> **TEXT FOR ANALYSIS**:
◇ ◇ ◇ ◇ ◇ ◇ ◇
AI Copyright Lawsuit Targets Meta Over Book and Journal Training Data
Major publishers and authors filed a class action alleging Meta used copyrighted works to train AI.
Why it matters: The suit highlights escalating fair use litigation risks for AI companies and introduces new challenges to standard AI training practices. A class-action outcome could reshape copyright liability for large language models and their developers.
- Five publishing giants and author Scott Turow filed a class-action against Meta and Mark Zuckerberg on May 5, 2026.
- The lawsuit claims Meta reproduced and distributed millions of books and articles without permission or payment.
- Meta will contest the suit, arguing AI training on copyrighted content can be fair use.
- In 2025, Anthropic settled a similar class action for $1.5 billion after training AI on copyrighted books.
On May 5, 2026, Elsevier, Cengage, Hachette Book Group, Macmillan, McGraw Hill, and author Scott Turow filed a class-action lawsuit targeting Meta and CEO Mark Zuckerberg. The complaint alleges Meta used millions of copyrighted books and journal articles as training data for its Llama AI platform without consent or compensation to rights holders.
The plaintiffs called Meta's conduct “one of the most massive infringements of copyrighted material in history,” accusing it of reproducing and distributing protected works at unprecedented scale. Their suit seeks to expand protection for authors whose work powers modern AI systems, with high-profile authors like James Patterson and Donna Tartt named among those affected. (Washington Post)
Meta contends it will “fight this lawsuit aggressively,” maintaining that training AI on copyrighted material falls under fair use when done in accordance with legal standards. (Washington Post)
◇ ◇ ◇ ◇ ◇ ◇ ◇
> **WHAT THIS EXERCISE ASKS**:
[1] In one to three sentences, explain why, according to the article on the Meta copyright lawsuit, Meta says it will contest the suit.
[2] Pick up the article on the Meta copyright lawsuit after its last sentence and carry it forward.

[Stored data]
◇ ◇ ◇ ◇ ◇ ◇ ◇
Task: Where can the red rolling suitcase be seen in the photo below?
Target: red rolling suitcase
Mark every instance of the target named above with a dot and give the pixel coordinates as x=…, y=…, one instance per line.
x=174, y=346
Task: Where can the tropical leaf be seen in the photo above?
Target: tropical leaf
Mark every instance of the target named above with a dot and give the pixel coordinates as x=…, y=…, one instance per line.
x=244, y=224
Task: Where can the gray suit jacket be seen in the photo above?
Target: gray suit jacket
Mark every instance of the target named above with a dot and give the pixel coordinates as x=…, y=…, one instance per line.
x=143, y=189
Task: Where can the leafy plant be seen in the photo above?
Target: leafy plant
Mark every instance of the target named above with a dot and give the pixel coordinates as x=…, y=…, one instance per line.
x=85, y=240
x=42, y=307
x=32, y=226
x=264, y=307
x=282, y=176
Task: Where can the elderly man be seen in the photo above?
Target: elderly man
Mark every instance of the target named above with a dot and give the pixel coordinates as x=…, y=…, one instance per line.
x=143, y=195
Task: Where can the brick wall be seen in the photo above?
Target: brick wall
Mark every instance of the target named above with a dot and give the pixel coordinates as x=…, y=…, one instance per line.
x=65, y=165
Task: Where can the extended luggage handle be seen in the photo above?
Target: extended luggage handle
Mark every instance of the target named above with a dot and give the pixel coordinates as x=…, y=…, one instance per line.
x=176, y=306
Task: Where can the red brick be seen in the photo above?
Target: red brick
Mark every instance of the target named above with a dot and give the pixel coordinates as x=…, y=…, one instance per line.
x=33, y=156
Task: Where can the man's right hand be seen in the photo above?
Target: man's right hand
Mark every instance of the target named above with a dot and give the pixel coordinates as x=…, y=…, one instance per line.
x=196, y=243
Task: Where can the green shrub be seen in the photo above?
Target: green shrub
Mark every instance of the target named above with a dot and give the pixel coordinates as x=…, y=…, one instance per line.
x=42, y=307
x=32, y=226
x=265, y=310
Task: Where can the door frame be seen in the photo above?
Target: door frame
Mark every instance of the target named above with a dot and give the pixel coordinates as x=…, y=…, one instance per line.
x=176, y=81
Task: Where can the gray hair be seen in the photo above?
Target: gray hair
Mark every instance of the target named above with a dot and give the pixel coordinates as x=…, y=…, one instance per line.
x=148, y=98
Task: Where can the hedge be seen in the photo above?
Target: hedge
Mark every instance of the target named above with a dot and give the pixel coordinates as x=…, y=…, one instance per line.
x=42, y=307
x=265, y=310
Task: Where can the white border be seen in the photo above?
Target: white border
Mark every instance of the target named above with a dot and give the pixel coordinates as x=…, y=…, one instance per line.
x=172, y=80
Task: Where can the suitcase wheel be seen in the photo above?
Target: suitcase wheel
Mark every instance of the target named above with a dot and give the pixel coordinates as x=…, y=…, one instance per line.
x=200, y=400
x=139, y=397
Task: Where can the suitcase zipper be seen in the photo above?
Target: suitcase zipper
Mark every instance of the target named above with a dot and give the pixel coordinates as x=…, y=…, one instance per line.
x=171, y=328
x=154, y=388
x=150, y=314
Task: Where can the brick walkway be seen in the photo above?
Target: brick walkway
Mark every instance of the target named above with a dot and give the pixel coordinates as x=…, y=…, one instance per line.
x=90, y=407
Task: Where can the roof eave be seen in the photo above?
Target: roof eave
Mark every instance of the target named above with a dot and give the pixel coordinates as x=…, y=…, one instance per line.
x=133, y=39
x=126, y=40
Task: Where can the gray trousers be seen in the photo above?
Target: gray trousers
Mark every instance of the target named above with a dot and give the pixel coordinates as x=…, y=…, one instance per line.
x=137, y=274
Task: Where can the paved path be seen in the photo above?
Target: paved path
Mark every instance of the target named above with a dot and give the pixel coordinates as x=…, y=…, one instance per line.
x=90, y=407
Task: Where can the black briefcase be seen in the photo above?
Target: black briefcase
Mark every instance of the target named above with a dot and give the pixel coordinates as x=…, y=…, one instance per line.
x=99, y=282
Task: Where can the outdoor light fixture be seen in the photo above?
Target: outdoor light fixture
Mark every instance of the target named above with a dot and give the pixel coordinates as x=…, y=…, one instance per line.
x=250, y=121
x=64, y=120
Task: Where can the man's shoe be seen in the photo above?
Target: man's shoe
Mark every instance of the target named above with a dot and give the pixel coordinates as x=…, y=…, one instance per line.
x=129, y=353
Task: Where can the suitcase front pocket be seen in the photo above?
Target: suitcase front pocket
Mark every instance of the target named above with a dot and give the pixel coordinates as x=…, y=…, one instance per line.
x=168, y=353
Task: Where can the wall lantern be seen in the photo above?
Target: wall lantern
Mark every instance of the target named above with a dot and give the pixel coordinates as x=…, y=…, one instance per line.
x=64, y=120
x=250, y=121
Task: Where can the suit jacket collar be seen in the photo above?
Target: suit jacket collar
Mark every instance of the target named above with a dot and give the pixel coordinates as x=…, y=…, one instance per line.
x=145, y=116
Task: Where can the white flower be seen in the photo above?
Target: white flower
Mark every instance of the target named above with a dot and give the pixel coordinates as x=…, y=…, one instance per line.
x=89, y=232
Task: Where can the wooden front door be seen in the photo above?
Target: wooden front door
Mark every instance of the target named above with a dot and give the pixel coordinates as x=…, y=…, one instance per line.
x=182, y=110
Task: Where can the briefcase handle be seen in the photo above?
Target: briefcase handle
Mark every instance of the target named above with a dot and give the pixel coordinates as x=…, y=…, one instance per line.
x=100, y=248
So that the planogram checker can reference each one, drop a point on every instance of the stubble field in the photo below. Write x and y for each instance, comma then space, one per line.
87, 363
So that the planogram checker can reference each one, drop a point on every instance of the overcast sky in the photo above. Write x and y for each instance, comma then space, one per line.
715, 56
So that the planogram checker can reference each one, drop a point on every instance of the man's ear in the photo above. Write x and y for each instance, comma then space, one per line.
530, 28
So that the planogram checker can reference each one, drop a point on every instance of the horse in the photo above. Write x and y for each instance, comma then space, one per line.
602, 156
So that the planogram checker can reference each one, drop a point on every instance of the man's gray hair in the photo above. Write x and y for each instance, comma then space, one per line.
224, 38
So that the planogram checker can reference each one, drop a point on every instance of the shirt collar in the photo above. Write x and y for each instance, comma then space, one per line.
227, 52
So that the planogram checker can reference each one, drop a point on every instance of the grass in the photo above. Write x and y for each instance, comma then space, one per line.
◇ ◇ ◇ ◇ ◇ ◇ ◇
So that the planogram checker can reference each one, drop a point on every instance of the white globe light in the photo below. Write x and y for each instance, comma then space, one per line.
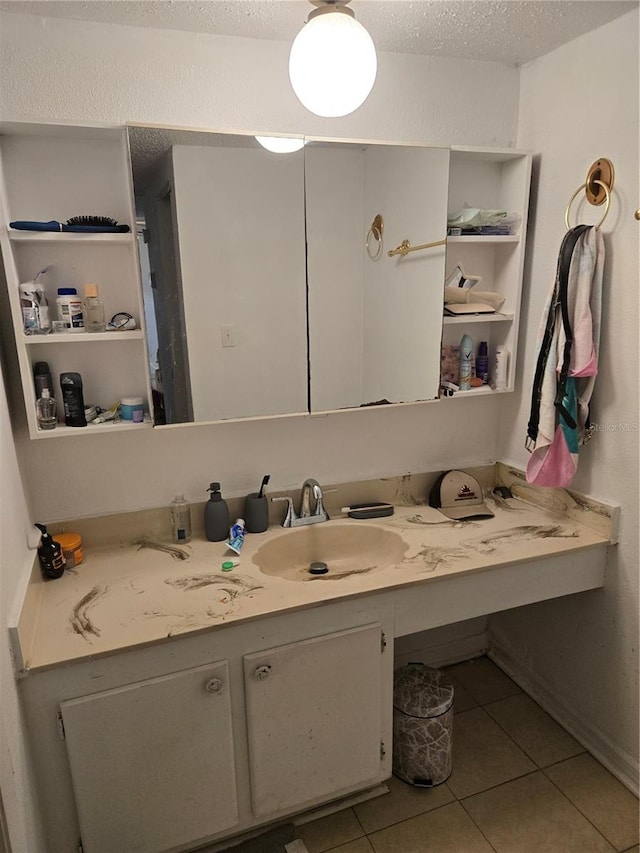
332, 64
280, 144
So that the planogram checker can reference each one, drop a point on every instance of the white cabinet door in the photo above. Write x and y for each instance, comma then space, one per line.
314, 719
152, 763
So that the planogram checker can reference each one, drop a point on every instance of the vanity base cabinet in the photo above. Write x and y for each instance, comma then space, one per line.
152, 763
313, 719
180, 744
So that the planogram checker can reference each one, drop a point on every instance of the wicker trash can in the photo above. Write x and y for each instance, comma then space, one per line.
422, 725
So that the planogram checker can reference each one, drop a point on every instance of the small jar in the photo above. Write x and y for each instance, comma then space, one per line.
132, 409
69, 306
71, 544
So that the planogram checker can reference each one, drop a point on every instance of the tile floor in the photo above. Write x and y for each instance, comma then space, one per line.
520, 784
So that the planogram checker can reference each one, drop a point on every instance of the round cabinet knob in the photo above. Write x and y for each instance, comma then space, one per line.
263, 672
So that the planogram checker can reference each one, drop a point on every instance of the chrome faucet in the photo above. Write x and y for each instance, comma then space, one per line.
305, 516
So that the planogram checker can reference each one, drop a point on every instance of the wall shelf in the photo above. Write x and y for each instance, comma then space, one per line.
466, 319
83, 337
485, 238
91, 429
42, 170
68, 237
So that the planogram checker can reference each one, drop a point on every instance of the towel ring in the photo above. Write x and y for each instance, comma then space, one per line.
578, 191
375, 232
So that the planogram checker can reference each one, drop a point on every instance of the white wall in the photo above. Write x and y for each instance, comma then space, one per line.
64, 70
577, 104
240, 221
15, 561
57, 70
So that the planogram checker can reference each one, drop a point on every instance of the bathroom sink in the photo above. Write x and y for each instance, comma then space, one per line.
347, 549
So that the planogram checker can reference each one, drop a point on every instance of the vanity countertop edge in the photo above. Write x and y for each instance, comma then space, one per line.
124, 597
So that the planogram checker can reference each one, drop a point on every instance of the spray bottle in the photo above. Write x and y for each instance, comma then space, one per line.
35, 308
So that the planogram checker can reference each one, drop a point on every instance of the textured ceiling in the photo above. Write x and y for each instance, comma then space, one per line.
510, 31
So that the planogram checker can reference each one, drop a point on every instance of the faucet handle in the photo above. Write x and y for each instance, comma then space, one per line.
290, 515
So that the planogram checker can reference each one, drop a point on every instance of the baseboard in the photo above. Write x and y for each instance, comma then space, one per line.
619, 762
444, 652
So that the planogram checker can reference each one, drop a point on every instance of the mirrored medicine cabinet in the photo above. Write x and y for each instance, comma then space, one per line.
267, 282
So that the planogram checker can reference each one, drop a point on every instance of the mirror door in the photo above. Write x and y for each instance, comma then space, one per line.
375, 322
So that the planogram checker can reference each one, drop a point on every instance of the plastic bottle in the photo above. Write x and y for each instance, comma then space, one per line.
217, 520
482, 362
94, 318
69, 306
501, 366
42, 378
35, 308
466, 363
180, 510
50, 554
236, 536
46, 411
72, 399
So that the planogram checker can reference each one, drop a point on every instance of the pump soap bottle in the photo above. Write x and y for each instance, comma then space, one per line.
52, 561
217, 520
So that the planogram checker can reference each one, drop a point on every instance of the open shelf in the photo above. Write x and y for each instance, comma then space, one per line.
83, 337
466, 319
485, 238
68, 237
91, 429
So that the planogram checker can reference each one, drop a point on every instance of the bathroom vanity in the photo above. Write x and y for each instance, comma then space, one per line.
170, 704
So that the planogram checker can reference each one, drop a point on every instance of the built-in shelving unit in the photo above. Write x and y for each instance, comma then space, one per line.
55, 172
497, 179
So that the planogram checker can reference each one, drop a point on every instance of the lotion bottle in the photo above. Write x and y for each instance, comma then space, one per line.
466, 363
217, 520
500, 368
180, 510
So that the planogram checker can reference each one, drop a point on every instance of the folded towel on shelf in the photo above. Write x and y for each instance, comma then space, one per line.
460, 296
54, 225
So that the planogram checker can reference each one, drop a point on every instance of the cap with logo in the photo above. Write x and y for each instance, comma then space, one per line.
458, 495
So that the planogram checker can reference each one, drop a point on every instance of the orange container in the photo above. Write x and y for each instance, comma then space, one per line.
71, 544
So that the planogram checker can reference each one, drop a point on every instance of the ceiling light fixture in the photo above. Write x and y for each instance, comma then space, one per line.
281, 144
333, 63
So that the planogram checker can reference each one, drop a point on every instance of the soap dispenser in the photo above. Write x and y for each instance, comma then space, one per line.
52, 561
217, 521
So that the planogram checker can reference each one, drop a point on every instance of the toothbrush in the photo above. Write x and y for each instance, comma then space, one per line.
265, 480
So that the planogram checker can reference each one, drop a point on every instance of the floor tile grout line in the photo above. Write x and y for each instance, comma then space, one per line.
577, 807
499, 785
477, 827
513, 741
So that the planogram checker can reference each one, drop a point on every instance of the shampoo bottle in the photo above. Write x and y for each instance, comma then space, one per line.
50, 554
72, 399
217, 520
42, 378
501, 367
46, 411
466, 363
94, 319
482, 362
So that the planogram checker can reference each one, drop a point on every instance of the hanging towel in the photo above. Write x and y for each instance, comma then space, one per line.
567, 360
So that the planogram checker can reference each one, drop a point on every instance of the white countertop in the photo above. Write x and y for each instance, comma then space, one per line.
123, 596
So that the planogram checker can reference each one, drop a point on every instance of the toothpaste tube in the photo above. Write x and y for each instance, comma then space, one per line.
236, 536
◇ ◇ ◇ ◇ ◇ ◇ ◇
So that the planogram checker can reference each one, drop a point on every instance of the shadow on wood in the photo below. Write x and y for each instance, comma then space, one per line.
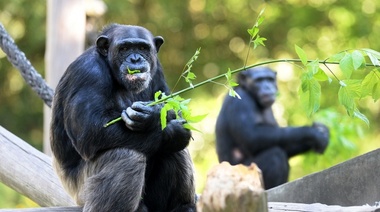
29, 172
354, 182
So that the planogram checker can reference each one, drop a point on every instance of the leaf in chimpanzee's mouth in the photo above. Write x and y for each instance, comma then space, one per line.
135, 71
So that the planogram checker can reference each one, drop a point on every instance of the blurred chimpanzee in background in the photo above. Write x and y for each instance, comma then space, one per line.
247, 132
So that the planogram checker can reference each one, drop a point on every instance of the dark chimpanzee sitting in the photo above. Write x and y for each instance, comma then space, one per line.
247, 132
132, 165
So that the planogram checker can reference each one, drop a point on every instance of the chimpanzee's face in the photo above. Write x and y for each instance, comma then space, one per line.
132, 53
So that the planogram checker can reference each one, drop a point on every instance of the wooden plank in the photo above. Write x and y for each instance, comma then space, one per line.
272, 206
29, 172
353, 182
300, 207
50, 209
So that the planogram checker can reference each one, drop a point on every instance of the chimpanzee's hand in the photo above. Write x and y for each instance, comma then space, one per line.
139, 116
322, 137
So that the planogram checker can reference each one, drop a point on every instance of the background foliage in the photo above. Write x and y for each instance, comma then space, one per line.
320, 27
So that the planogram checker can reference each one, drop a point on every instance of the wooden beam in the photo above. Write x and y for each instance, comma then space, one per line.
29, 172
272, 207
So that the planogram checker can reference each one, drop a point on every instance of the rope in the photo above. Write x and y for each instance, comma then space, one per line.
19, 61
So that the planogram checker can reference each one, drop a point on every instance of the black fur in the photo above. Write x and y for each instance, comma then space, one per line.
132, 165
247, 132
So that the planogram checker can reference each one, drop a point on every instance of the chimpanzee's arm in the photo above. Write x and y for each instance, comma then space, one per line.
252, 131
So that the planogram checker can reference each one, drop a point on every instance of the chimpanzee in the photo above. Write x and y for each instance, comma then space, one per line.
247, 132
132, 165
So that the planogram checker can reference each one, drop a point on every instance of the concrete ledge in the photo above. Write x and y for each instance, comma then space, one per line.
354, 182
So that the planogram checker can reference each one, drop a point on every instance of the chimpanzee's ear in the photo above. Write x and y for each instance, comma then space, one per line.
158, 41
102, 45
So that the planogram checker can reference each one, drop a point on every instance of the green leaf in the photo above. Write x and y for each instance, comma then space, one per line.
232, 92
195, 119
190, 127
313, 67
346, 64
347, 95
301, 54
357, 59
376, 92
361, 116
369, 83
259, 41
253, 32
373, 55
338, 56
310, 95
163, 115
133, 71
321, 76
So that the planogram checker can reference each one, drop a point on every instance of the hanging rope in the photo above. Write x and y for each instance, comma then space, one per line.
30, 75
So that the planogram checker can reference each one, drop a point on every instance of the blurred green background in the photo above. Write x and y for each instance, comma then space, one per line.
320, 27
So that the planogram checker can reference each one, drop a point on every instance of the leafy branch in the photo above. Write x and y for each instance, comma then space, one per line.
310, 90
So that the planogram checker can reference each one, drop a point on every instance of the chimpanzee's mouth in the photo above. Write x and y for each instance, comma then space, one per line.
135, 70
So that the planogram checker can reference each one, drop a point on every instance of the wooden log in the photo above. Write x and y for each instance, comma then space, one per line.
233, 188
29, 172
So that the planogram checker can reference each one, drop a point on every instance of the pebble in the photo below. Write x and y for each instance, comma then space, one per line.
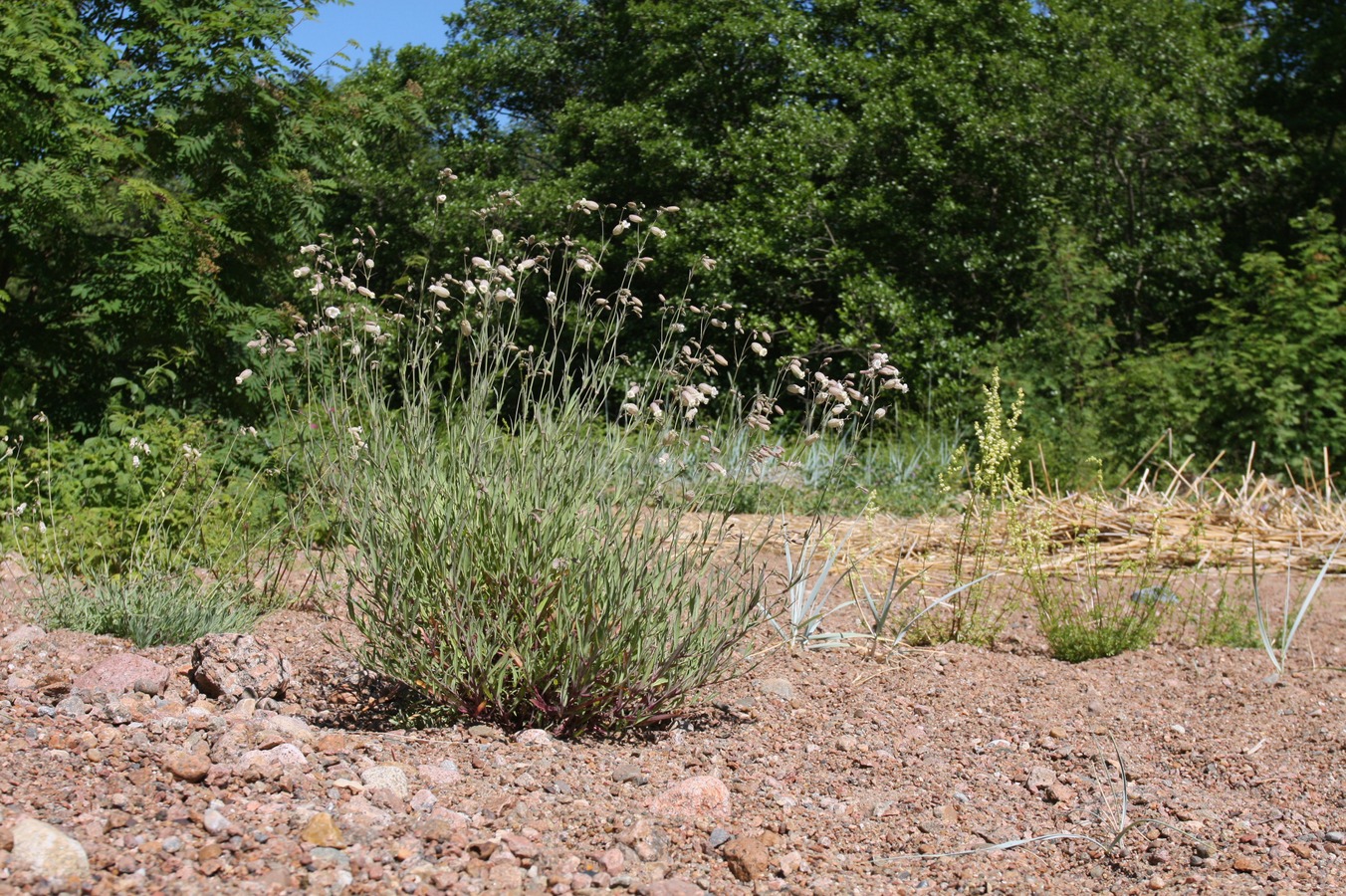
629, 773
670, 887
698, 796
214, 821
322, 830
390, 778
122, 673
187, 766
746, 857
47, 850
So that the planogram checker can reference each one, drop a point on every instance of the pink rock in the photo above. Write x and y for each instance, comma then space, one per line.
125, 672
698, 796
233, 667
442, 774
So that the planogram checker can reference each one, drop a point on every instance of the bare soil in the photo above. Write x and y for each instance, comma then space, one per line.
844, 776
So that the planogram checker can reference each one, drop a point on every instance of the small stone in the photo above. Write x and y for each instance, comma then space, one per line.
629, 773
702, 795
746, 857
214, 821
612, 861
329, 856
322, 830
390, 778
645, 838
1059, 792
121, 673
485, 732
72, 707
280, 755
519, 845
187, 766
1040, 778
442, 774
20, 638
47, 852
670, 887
◇ ◇ ◇ ◇ ◇ ◇ ◇
> **ANSWERS BY ITEM**:
[1] Meta says it will fight the lawsuit aggressively because it maintains that training AI on copyrighted material is fair use when done in accordance with legal standards.

[2]
These claims follow a 2025 case in which Anthropic agreed to pay $1.5 billion to settle a class action initiated by authors, after allegedly using millions of copyrighted works to train its models. In that dispute, a federal judge ultimately ruled that AI training may constitute fair use—provided books are legally obtained—but allowed litigation to proceed if pirated content was involved. (Washington Post - Anthropic settlement; Washington Post - fair use ruling)
- The Meta class action could set a new precedent for how US courts address the intersection of copyright and AI.
- AI developers and in-house legal teams must watch how courts handle the scale of alleged infringements and evolving fair use defenses.
By the numbers:
- $1.5B — Anthropic’s 2025 settlement for alleged AI copyright infringement
- 5 — Major publishing houses suing Meta
- Millions — Alleged copyrighted works used by Meta to train Llama
Yes, but: A 2025 federal court found AI training on copyrighted works could be fair use if the material was legally acquired—potentially narrowing liability for some developers.